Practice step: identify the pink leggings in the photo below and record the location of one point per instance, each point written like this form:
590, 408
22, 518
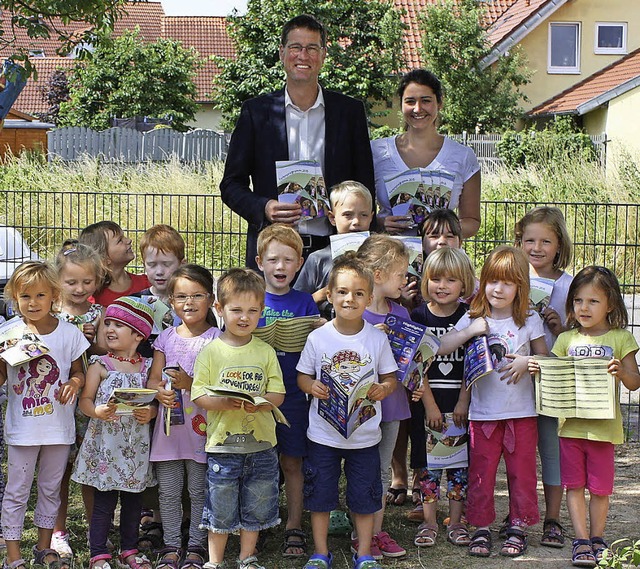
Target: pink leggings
21, 466
516, 440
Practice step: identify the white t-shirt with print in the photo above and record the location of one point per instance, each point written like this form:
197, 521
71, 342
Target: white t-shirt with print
34, 414
491, 398
370, 352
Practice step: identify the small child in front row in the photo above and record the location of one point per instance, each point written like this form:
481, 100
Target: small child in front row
349, 349
81, 272
114, 456
502, 413
40, 424
242, 474
114, 247
180, 455
447, 277
280, 258
388, 260
542, 234
597, 320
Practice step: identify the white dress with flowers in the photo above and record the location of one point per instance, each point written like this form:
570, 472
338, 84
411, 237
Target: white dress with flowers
115, 456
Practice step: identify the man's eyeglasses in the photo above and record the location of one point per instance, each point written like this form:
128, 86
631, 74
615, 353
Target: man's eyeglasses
313, 49
182, 298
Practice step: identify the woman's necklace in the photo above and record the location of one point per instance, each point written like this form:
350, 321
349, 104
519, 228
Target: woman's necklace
134, 360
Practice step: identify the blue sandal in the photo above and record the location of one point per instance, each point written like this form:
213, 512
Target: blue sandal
365, 562
319, 561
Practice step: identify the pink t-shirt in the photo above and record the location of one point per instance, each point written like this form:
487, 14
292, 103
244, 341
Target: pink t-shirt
187, 441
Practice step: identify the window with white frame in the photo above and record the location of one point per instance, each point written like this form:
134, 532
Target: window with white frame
564, 47
611, 37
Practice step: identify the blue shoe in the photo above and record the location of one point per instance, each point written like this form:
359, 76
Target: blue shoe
365, 562
319, 561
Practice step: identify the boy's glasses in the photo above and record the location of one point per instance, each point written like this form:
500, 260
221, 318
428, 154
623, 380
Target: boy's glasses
182, 298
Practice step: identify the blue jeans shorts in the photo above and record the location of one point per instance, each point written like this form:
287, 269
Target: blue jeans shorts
242, 492
322, 468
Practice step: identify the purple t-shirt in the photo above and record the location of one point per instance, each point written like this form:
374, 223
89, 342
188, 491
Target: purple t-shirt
187, 441
395, 407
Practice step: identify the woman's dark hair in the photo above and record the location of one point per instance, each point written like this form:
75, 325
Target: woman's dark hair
421, 77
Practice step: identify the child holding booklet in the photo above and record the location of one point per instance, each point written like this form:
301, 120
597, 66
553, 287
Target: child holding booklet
280, 258
502, 413
542, 234
388, 259
447, 277
597, 320
241, 437
114, 456
350, 350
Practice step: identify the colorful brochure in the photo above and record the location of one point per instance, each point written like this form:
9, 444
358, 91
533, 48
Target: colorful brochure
347, 407
413, 347
577, 387
540, 293
447, 448
344, 242
256, 400
287, 334
301, 181
18, 344
127, 399
477, 360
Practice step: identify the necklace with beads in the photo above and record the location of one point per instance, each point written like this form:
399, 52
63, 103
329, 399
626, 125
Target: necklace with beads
134, 360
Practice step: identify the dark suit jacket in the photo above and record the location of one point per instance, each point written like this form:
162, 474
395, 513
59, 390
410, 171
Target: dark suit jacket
260, 139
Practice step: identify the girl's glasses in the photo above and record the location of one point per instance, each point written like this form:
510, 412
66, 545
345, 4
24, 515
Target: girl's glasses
182, 298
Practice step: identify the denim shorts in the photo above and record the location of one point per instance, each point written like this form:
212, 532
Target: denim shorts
242, 492
322, 468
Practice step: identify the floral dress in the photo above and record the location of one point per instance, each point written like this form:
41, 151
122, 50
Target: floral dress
115, 455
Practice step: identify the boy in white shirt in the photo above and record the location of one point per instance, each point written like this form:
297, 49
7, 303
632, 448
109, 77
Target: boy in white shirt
349, 350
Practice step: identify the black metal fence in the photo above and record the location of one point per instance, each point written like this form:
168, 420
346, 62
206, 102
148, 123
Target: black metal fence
605, 234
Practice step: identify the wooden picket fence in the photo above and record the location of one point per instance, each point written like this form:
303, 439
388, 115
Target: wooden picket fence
128, 145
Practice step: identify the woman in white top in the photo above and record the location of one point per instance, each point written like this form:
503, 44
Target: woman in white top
421, 146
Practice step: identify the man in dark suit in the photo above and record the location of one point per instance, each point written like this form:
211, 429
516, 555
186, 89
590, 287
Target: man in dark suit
301, 122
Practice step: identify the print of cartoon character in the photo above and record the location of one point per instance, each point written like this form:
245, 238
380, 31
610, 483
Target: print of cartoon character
41, 374
344, 366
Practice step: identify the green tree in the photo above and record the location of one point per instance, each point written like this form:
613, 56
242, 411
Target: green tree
125, 77
454, 46
363, 52
54, 18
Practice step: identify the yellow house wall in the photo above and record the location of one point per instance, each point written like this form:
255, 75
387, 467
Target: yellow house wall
622, 127
545, 85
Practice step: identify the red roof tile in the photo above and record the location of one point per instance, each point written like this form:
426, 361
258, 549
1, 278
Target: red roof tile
600, 83
411, 17
208, 35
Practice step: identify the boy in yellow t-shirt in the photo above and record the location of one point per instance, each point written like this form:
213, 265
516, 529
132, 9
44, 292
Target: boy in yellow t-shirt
240, 436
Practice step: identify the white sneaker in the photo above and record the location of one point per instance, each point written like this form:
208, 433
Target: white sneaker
60, 544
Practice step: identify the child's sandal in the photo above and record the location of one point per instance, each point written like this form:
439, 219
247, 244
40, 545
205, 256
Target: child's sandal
582, 553
133, 559
17, 564
100, 561
40, 558
598, 545
426, 536
168, 558
480, 544
195, 558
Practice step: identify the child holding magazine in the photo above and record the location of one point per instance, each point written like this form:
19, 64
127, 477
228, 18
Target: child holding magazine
542, 234
349, 350
597, 320
502, 413
447, 277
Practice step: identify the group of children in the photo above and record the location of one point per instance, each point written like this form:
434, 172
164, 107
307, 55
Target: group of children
224, 450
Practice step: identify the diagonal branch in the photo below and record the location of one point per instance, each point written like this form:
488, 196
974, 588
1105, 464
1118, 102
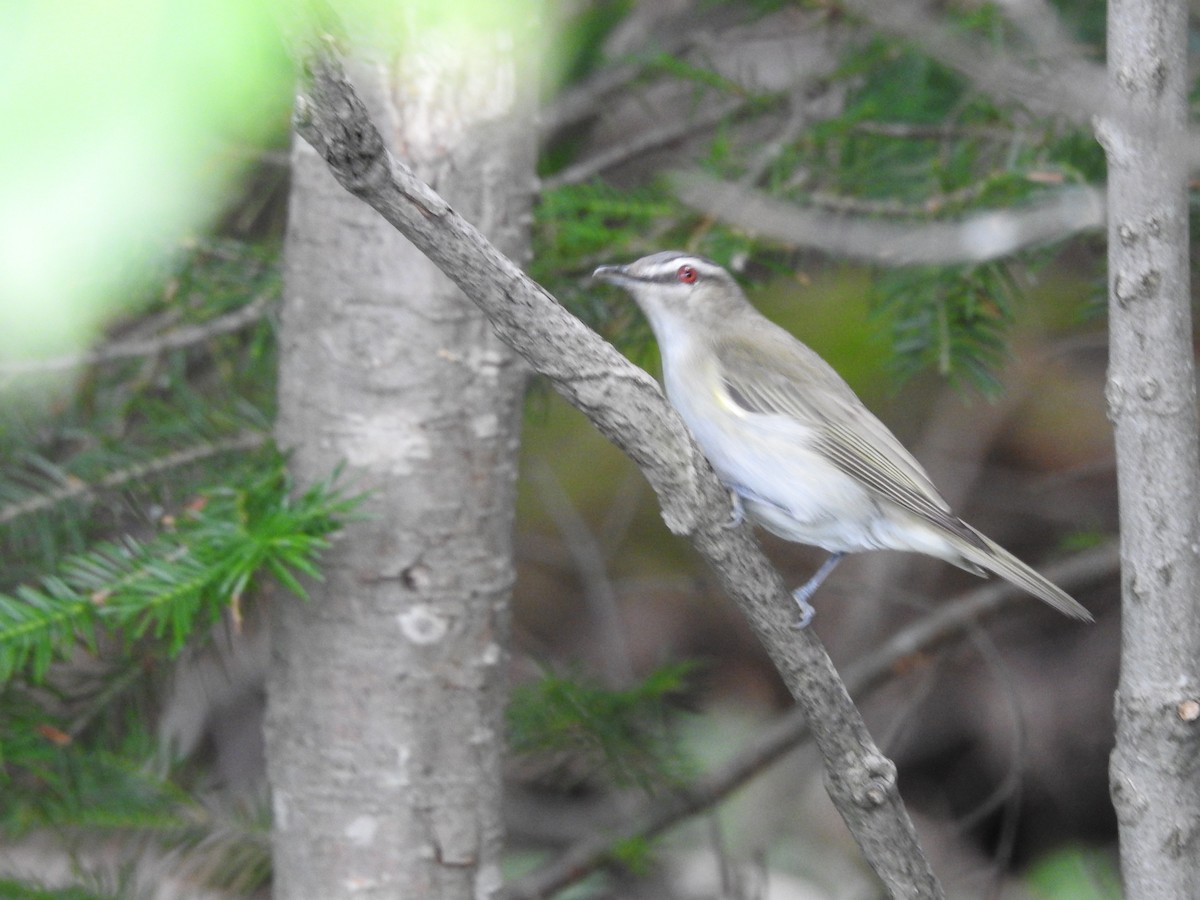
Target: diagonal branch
789, 731
628, 407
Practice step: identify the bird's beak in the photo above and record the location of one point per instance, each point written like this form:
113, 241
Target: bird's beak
612, 274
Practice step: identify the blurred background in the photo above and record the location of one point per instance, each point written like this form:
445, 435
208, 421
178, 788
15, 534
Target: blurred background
143, 203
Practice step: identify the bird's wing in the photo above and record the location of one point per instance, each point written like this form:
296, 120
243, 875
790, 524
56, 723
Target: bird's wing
798, 384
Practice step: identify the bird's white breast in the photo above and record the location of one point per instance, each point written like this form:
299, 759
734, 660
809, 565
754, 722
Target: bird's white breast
786, 487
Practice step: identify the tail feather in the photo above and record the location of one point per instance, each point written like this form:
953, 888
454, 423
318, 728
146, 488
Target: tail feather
996, 559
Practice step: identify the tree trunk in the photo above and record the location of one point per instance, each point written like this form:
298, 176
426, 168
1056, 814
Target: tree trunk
387, 689
1151, 393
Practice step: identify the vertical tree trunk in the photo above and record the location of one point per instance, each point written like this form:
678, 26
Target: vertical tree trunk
1151, 393
387, 690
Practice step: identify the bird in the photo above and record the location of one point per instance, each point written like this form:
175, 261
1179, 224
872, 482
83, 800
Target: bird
799, 453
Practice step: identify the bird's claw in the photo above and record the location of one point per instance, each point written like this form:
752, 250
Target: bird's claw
739, 511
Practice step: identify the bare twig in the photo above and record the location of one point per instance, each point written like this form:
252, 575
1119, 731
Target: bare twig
973, 239
790, 730
76, 489
178, 339
645, 142
1071, 87
629, 408
586, 99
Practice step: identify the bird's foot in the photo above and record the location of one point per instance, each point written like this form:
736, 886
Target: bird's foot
807, 611
804, 593
739, 511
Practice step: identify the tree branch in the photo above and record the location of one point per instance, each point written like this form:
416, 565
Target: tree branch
628, 407
790, 730
977, 238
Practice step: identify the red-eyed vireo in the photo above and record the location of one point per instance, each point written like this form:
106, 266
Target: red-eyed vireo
798, 450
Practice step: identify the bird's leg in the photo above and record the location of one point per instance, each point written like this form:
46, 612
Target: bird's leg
803, 593
739, 513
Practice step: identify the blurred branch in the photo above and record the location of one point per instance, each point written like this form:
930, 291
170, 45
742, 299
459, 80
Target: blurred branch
585, 100
1068, 87
178, 339
784, 735
977, 238
76, 487
645, 142
629, 408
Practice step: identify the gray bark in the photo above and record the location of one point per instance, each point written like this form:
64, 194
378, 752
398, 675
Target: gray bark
387, 689
1151, 393
628, 407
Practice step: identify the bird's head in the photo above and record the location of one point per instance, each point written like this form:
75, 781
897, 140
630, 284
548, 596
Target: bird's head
676, 287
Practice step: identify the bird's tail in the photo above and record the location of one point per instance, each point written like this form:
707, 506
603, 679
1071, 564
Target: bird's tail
996, 559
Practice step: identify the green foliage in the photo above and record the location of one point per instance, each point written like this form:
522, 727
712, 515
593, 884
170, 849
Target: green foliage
136, 510
1075, 874
953, 319
623, 735
17, 891
203, 561
634, 853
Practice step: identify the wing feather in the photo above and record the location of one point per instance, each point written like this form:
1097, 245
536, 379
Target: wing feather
801, 385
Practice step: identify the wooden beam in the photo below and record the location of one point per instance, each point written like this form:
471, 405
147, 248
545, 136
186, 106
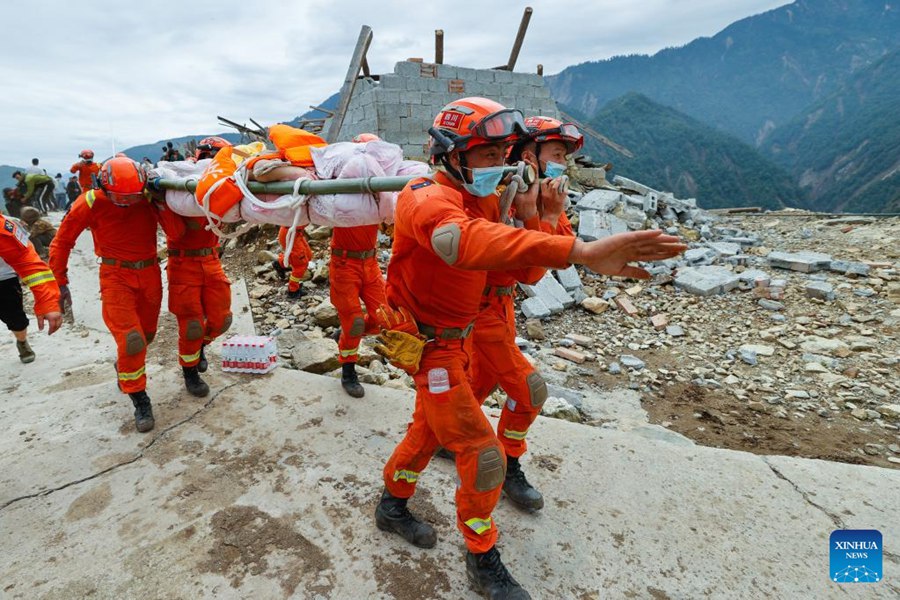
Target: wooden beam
438, 46
520, 37
597, 136
359, 55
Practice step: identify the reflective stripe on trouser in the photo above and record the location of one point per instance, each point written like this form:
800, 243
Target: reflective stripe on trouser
301, 254
131, 299
200, 299
353, 279
496, 360
454, 420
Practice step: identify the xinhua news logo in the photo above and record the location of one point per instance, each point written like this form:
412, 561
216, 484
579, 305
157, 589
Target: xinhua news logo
856, 556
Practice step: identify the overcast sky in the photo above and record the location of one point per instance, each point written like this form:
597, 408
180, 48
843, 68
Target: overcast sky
94, 73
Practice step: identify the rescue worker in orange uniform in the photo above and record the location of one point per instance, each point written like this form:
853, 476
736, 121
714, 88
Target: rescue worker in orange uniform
86, 169
123, 224
300, 256
497, 360
446, 237
199, 292
355, 275
19, 260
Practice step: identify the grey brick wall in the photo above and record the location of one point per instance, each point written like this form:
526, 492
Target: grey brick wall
401, 106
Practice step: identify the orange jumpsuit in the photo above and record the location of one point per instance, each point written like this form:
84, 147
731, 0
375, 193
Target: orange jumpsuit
130, 280
20, 255
300, 256
444, 242
85, 172
199, 290
355, 275
497, 360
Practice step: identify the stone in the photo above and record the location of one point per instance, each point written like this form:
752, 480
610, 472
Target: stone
535, 329
626, 306
534, 308
706, 281
595, 305
632, 362
770, 304
318, 356
569, 354
819, 290
581, 340
325, 315
659, 322
804, 262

········

:: WORK TASK ::
Lines containing the word "below" must all be returned from the material above.

:: WRITTEN RESPONSE ::
Practice step: identify the pink leggings in the photo below and record the location of one point per instance, each point written like this form:
Practice step: identify the diagonal branch in the photo below and record the location of one point per instance, each point written like this form:
Practice step: identify the wooden beam in the photo below and record the location of one point per instance, each point written like this form:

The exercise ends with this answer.